● 本文:

2024年2月号 読んでみたい本


(2024/02/13)印刷する

  

児童文学評論家 藤田のぼる

  

「読んでみたい本」は2024年度から、7月と2月の年2回更新になります。

絵本

 

『ちゃうちゃうちゃうねん』(もりなつこ・作、はしもとえつよ・絵、文研出版)
 月曜の朝、教室で幼なじみのあっくんから「ぼく ゆいちゃんのこと すきかも」と言われ、「なんで」と聞くと、「らいしゅう おしえるわ」という返事。次の月曜日から、ゆいは理由らしいものを考えて毎日あっくんに確かめてみますが、その度に「ちゃうちゃう、ちゃうねん」の返事。さて、本当の理由は? 幼年童話を絵本にしたという印象ですが、顔のアップを多用した画面構成が効果的で、思わずひきこまれます。(低学年向き、1500円+税)


『てぶくろ』(ジャン・ブレット再話・絵、おかだよしえ・訳、岩崎書店)

● 以下の課題:
1. 本の紹介記事によると、「読んでみたい本」は2024年度から、年に何回、何月に更新されますか。
2. 本の紹介記事にある一文「幼年童話を絵本にしたという印象ですが、顔のアップを多用した画面構成が効果的で、思わずひきこまれます。」を英語に訳してください。
3. 本の紹介記事を、最後の行の後から書き進めてください。
これらの記録は、本の紹介記事とは別の資料です。

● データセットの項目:

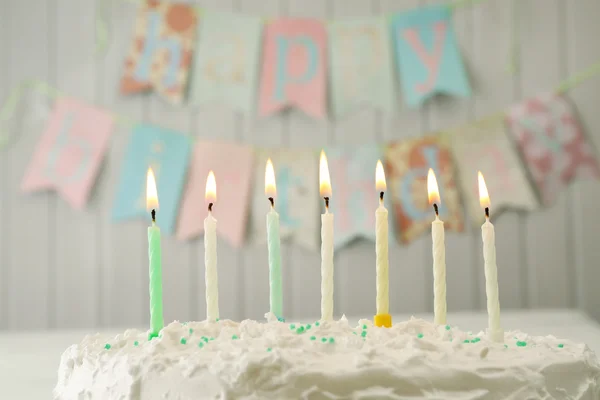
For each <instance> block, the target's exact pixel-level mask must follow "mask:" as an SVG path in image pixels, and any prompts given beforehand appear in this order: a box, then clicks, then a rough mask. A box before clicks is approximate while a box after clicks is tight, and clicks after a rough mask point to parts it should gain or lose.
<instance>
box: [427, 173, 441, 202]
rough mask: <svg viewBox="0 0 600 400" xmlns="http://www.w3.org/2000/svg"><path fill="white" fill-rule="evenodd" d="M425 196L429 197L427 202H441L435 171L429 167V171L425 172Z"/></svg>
mask: <svg viewBox="0 0 600 400" xmlns="http://www.w3.org/2000/svg"><path fill="white" fill-rule="evenodd" d="M427 197H428V198H429V204H433V203H436V204H439V203H440V202H441V200H440V189H439V188H438V185H437V179H436V178H435V173H434V172H433V169H431V168H429V172H428V173H427Z"/></svg>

● 課題ごとの解答:
1. 7月と2月の年2回です。

2. It gives the impression of a story for young children turned into a picture book, but the page layout, with its frequent close-ups of faces, is effective and draws you right in.

3.
 『てぶくろ』といえば、動物たちが次々に手袋の中に入ってくる、内田莉莎子さん訳の福音館書店の絵本がすぐ浮かびます。これはウクライナの民話が元ですから、他の再話があってもおかしくないわけで、この絵本もその一つ、1999年に出されたものの復刊です。福音館書店版では手袋の片方を落としたのはおじいさんですが、こちらは男の子で、おばあさんが編んでくれた毛糸の手袋という設定。お話自体も絵も、そうした枠組みがはっきりしているのが特徴でしょうか。ぜひ、二つの『てぶくろ』を読み比べてみてください。(低学年以上向き、1500円+税)


『ふゆのあとには はるがきます』(石井睦美・文、あべ弘士・絵、アリス館)
 男の子が見上げた空に雪虫が飛んでいる場面から始まり、山にも町にも雪が降り積もります。男の子も山の動物たちも春を待ちかねた頃、森の木の根元の雪が解け、春の到来を告げます。全体に叙事詩のような趣の絵本で、雪国に暮らす子にとっては自分たちの暮らしの再発見の、雪のない地域の子にとってはあこがれの絵本になるのではないでしょうか。(低・中学年から、1500円+税)

 


低・中学年向け

 

『ひみつだけど、話します』(堀川理万子 作・絵、あかね書房)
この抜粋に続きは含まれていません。